Write out, exactly as they appear, only the lines running from the line with "Could you point out the blue" to the final line of the listing; include both.

Data provided
-- Opening Marker --
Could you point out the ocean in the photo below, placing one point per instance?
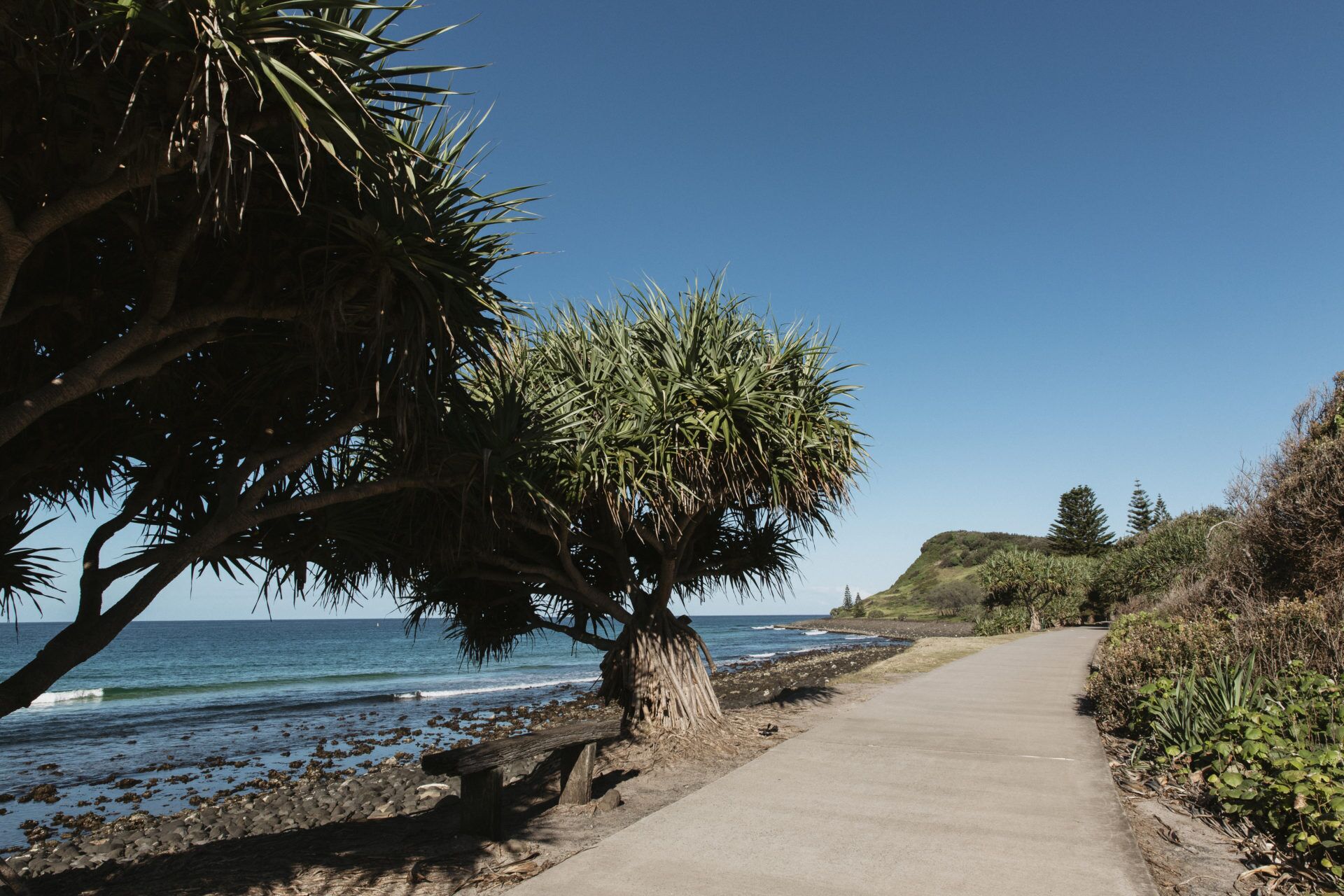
(175, 697)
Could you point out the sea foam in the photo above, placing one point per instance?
(64, 696)
(526, 685)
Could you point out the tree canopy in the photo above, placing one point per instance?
(1043, 584)
(1081, 526)
(1142, 514)
(239, 248)
(651, 450)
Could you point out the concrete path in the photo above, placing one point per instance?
(979, 777)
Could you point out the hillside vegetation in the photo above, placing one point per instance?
(944, 559)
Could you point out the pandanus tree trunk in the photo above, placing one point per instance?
(656, 673)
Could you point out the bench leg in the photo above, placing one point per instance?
(482, 804)
(577, 776)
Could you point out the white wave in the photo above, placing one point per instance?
(526, 685)
(62, 696)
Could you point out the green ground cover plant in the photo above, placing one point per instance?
(1268, 750)
(1227, 676)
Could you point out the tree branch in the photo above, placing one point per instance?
(578, 634)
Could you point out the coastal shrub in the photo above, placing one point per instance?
(1270, 751)
(1144, 648)
(1145, 567)
(1186, 713)
(1289, 514)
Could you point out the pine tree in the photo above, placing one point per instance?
(1142, 516)
(1160, 512)
(1081, 526)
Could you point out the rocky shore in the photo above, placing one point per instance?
(320, 793)
(904, 630)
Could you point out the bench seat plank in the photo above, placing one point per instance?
(491, 754)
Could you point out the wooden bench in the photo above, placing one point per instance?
(483, 778)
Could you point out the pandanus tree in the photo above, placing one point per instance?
(634, 457)
(238, 248)
(1046, 586)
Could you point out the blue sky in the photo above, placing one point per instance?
(1070, 242)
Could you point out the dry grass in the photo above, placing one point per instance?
-- Closing Marker --
Result
Could you point out the blue sky in the photo above, placing one point per instance?
(1070, 242)
Could you point out the dry grass in the photo above, placing one point per instance?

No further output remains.